## [Task goal]
Without omitting anything, retype the data that follows.

## [Extracted data]
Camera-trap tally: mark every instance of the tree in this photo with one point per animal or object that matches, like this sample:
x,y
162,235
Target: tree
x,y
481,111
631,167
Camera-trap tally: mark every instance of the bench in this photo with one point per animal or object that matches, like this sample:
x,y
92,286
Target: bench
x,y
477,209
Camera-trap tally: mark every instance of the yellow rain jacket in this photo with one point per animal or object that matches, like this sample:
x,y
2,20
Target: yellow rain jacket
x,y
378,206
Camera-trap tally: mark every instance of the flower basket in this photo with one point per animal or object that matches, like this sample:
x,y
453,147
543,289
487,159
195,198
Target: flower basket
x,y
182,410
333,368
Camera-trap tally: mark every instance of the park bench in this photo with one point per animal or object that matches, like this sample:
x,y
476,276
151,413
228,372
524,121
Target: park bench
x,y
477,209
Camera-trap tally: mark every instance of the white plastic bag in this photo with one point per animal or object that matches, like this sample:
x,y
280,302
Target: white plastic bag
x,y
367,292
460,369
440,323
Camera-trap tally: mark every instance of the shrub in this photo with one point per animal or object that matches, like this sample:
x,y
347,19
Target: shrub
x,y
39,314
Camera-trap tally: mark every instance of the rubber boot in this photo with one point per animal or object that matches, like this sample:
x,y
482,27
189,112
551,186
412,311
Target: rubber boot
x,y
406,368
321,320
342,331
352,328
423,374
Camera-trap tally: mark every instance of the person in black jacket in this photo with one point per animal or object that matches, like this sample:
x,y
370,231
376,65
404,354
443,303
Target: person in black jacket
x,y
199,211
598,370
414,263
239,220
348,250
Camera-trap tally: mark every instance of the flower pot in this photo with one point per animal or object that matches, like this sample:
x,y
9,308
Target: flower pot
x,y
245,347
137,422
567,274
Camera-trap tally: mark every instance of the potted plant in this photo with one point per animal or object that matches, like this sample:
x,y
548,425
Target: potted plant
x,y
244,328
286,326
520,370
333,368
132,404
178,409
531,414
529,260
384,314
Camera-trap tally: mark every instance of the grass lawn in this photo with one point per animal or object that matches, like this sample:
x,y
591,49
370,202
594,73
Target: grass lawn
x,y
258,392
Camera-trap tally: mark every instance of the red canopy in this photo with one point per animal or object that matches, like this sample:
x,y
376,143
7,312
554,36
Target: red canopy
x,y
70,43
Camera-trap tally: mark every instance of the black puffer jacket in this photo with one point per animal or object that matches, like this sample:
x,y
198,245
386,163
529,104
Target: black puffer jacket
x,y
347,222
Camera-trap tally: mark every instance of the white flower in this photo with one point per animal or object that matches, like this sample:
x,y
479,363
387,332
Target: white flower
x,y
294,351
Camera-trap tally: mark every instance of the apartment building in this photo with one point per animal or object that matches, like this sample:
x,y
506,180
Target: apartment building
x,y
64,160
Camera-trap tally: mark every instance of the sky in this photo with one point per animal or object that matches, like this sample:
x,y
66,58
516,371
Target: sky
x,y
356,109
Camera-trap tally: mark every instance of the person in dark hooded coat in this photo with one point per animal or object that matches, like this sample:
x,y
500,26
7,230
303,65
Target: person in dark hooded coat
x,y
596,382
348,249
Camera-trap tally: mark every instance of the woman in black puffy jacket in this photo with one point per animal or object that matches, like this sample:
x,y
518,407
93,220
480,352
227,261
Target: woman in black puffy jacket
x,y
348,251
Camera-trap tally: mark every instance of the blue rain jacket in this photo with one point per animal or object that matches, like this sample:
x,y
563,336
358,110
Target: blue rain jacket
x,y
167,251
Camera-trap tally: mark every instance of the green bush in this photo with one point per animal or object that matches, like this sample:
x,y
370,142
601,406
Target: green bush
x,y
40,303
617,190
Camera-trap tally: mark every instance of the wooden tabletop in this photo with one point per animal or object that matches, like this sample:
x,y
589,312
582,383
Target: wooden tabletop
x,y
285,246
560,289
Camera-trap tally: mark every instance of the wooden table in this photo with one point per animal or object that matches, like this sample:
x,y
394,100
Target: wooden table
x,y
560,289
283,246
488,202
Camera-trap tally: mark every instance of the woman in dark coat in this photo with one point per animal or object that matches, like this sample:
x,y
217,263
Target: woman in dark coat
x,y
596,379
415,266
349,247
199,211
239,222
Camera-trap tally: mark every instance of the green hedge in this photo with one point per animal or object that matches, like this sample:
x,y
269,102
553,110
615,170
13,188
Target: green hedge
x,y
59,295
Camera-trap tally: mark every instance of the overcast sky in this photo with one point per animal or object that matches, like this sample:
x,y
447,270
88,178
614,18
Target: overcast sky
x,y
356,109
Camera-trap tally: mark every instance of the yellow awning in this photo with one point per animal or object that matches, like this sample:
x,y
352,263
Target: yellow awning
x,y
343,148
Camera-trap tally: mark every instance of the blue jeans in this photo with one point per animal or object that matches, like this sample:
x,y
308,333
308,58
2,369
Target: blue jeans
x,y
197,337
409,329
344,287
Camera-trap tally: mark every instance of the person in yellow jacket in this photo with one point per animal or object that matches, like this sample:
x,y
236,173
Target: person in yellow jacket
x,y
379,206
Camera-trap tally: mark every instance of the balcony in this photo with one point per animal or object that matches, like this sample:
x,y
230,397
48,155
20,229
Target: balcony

## [Answer area]
Camera-trap tally: mark every instance of the tree in this photo with one point per animal or object that matches, like this sample:
x,y
162,235
Target: tree
x,y
481,111
631,167
Camera-trap tally: mark every instance of the bench in this photo with one point per animal or object that matches, like this sample:
x,y
92,286
Target: bench
x,y
477,209
Camera-trap tally: mark every instance of the yellow rain jacket in this photo with one point per animal or object that matches, like this sample:
x,y
2,20
Target: yellow rain jacket
x,y
378,206
Camera-trap tally: mark every instance of the flower basket in this photo with one point per animal or object that matches, like this sample:
x,y
453,147
543,289
487,159
195,198
Target: flower basket
x,y
182,410
333,368
Camera-trap tally: mark every instance of the park bench in this photo with one point per animal or object that matches, like this sample:
x,y
476,276
151,413
228,372
524,121
Target: park bench
x,y
477,209
Camera-trap tally: mark every instance of the white plastic bag in this photo with one point per animal or object that matches, like this sample:
x,y
280,302
Target: white plastic bag
x,y
367,292
460,369
440,323
Camera-trap tally: mark every instance of the shrub in this photo with one point per animal or object that matches, like this sample:
x,y
347,19
Target: shrub
x,y
39,314
Camera-trap tally: mark every instance of the rubber boot in this photo with one point per animal or object that matches, like this sample:
x,y
482,27
189,112
551,186
412,311
Target: rubber boot
x,y
406,368
321,320
342,331
352,328
423,374
Camera-trap tally: mark every instance of the person in black jacket in this photo with one point per animal or object that matches, like this sample:
x,y
370,231
376,65
404,354
443,303
Target: person in black jacket
x,y
199,211
598,370
414,263
239,220
348,250
Camera-trap tally: mark every instance of the flower pot in this photo with one point per animal or object that matches, like this sample:
x,y
9,308
Target: flower pot
x,y
245,347
137,422
567,274
Camera-trap tally: mark every instance of the potted plant in this photo with one point per animal or object that matches, like this sample:
x,y
548,425
Target: potted plant
x,y
244,328
286,326
520,370
333,368
132,404
178,409
531,414
529,260
384,314
Camera-trap tally: mark every instance of the grass lawn in this photo with one point per animal or object that matches, like this sample:
x,y
591,49
370,202
594,73
Target: grass lawn
x,y
258,392
Camera-trap tally: mark every instance of the red canopy in this photo with one point per animal or object that matches, like this sample:
x,y
376,143
7,312
554,36
Target: red canopy
x,y
70,43
Camera-trap tally: mark every instance of the black puffer jacket in this photo with one point per animal or object that matches, like this sample:
x,y
198,245
386,163
529,104
Target: black puffer jacket
x,y
347,222
Camera-trap tally: mark every instance of the white flower in this photo with one point per animal or object that matches, like this sample:
x,y
479,363
387,332
Target: white flower
x,y
294,351
Camera-trap tally: mark every instance of the apartment building in this photo with one point per animal or object that matches, like this sample:
x,y
506,180
Target: apartment building
x,y
64,160
Camera-trap tally: mark every instance of the sky in this photo with one point per animal or object that matches, like this sample:
x,y
66,58
516,371
Target: sky
x,y
356,109
Camera-trap tally: mark every instance of the person in dark hooded coat in this photo with one point per animal or object that matches, like this sample:
x,y
500,26
7,230
303,65
Target: person in dark hooded coat
x,y
596,382
348,249
Camera-trap tally: mark every instance of the woman in black puffy jacket in this photo with one point per animal or object that matches, like this sample:
x,y
518,407
93,220
480,352
227,261
Target: woman in black puffy jacket
x,y
348,251
Camera-trap tally: mark every instance of the blue rain jacket in this photo with one point per animal or object that matches, like this sample:
x,y
563,336
358,110
Target: blue rain jacket
x,y
167,251
Camera-trap tally: mark every instance of the green bush in this photo with one point per animal or object that matches, like this sample:
x,y
370,142
601,406
Target: green bush
x,y
40,303
617,190
Camera-trap tally: mark every instance of the wooden tabletop in this photo with one point per animal or object that matches, like this sample:
x,y
589,312
582,383
Target: wooden tabletop
x,y
285,246
560,289
Camera-trap tally: mark every instance of the wooden table in this photo with one point per animal or object that matches, like this sample:
x,y
394,100
Target: wooden table
x,y
560,289
283,246
488,202
Camera-trap tally: mark every instance of the woman in dark coat in this photo with one point per animal or object that matches, like this sample:
x,y
217,263
Target: woman in dark coat
x,y
596,379
415,266
349,247
199,211
239,222
Camera-trap tally: mark every instance of the green hedge in this photo with one point per animal or object that matches, like this sample:
x,y
269,102
553,110
615,170
13,188
Target: green hedge
x,y
59,295
Camera-trap tally: mark every instance of the overcast sky in this photo with one point per animal or object that matches, like this sample:
x,y
447,270
88,178
614,18
Target: overcast sky
x,y
356,109
Camera-trap tally: mark every instance of the yellow awning in this photo with one point per animal or object that matches, like this sample:
x,y
352,263
Target: yellow awning
x,y
343,148
Camera-trap tally: mark every instance of the blue jeans in this photo with one point per animal or object that matches, like this sample:
x,y
308,333
308,58
2,369
Target: blue jeans
x,y
197,337
409,329
344,287
Camera-trap tally: mark every instance of the person in yellow jacket in this photo with one point per animal or object that matches, like this sample:
x,y
236,173
Target: person in yellow jacket
x,y
379,206
Camera-trap tally: mark every instance of the balcony in this photo with one point per animal or object that matches, like this sample:
x,y
230,397
48,155
20,229
Target: balcony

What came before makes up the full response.